§ DOCUMENT EXTRACT:
----------

Euskalduna de Construcción y Reparación de Buques de Bilbao (shortened to Euskalduna) was a Basque engineering company specialising in ship construction, firearms, locomotives, and automobiles. The company was based in Bilbao, Spain and operated from 1900 until closure in 1984.

The site of the yard is now used for the Euskalduna Conference Centre and Concert Hall, as well as the Ria de Bilbao Maritime Museum (Bilbao Maritime Museum).

==History==
The company was founded in 1900, promoted by shipping merchants Ramón de la Sota y Llano and Eduardo Aznar y de la Sota. 10,000 shares were issued to a value of 4 million pesetas; the new company took over the facilities of the Sociedad de los Diques Secos de Bilbao (Dry Dock company of Bilbao) through the offer of 2,000 shares plus two permanent seats on the Board of Directors. The company expanded through acquisition up to World War I acquiring Talleres de Troca (Workshops of Troca), a forging and casting company. In 1914 the company employed 950 people.

----------

Point localization data:
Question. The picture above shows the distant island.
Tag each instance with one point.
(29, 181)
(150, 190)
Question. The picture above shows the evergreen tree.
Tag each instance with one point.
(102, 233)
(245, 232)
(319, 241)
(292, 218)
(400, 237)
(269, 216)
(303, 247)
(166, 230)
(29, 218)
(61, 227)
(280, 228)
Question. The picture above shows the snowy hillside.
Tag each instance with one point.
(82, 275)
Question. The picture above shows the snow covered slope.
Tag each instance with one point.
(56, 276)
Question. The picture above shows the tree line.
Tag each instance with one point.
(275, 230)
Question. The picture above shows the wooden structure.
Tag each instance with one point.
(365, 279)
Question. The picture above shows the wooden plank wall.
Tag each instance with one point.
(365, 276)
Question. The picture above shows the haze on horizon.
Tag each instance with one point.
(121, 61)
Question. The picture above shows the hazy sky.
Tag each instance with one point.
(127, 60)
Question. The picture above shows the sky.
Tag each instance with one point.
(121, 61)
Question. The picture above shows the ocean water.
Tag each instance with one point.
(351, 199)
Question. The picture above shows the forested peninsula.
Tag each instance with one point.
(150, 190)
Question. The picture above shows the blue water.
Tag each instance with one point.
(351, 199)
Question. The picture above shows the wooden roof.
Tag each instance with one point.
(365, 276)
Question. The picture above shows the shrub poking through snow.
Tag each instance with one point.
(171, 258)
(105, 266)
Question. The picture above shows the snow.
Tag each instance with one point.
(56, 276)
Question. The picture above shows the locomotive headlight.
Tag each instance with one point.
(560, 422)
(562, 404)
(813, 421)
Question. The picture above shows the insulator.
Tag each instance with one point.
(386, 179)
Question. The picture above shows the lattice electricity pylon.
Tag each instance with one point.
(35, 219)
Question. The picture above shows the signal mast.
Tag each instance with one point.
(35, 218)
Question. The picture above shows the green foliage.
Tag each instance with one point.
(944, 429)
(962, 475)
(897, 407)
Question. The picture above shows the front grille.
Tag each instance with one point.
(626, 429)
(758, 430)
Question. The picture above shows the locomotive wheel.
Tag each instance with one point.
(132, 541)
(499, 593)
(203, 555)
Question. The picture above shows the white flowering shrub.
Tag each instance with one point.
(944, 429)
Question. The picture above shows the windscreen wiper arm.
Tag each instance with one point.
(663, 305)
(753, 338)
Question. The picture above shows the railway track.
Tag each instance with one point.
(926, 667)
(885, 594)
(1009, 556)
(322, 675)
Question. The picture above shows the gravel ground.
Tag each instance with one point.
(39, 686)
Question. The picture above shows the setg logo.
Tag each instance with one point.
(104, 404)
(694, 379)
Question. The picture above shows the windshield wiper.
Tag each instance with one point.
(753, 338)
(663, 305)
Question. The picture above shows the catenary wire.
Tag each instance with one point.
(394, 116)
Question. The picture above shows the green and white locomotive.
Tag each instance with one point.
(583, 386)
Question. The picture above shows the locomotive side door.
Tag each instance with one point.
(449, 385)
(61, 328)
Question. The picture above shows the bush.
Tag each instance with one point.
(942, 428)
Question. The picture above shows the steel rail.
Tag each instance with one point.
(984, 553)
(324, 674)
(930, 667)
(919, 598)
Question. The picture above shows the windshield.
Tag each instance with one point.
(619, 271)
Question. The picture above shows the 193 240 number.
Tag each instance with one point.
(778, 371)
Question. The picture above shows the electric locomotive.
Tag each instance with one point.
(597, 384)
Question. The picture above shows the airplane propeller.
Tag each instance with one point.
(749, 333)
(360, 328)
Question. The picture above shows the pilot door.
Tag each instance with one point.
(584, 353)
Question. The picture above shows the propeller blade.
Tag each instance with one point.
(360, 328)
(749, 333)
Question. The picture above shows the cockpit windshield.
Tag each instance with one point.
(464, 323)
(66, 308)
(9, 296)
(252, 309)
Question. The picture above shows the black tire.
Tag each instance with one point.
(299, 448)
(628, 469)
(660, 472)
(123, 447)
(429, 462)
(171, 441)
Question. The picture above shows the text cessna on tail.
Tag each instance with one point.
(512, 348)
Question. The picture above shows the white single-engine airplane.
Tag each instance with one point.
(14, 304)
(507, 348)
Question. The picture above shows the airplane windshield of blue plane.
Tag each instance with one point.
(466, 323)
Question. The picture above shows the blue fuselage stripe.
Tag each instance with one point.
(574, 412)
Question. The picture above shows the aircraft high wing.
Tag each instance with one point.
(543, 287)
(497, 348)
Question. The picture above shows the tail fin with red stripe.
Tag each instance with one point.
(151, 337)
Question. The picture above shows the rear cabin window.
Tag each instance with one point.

----------

§ USING THE INFORMATION:
#1 In the Euskalduna history, how many people did the company employ in 1914?
#2 Carry on with the Euskalduna company history from its last sentence.
The entries have nothing to do with this.

§ YOUR RESPONSES:
#1 950 people.

#2
In the 1860s, a number of Chassepot barrels were cast by Euskalduna's Palencia foundries under contract from the French Government, marked "Euscalduna Palencia". Some of these Palencia Chassepots, supplied to the early Japanese military, were remodeled into Murata rifles in the early 1880s. Hiram Maxim described the quality of firearms manufactured by the Palencia arms factory as extremely poor, mostly being counterfeit Winchester rifles using components rejected by other European arsenals' quality control. These Palencia Winchesters were apparently sold primarily to Africans.

World War I brought increased demand; the company was able to expand during the period, and eventually had facilities for ships of 12,000 tonnes. Post war demand fell despite increasing protectionism; the company diversified into manufacture of rolling stock - including wagons, steam locomotives, and trams), the company also began to manufacture rolling mill equipment, as well as road vehicles such as buses. By 1920 the company employed over 3700 people.

Employment numbers had dropped to around 1500 by 1935; during the Spanish Civil War the factories output was militarised, afterwards the company received state backing. in 1956 it acquired SA Juliana Constructora Gijonesa, in 1967 it formed part of the conglomerate Astilleros Españoles SA (Spanish Shipyards), merging with La Naval which had itself taken over the Astilleros Celaya in 1965. Euskalduna contributed 50% of the capital of the new enterprise. The new company was the largest merchant shipping construction company in Spain, and one of the largest in Europe.

As a negative result of the effects of the 1973 oil crisis the company began to record losses, the company also faced increased competition from East Asia (South Korea and Japan), as well as the reduction or loss of state aid due to entry to the EU in 1986; state restructuring resulted in the closure of the yard in 1987, to much opposition, and with 1,297 job losses as a result.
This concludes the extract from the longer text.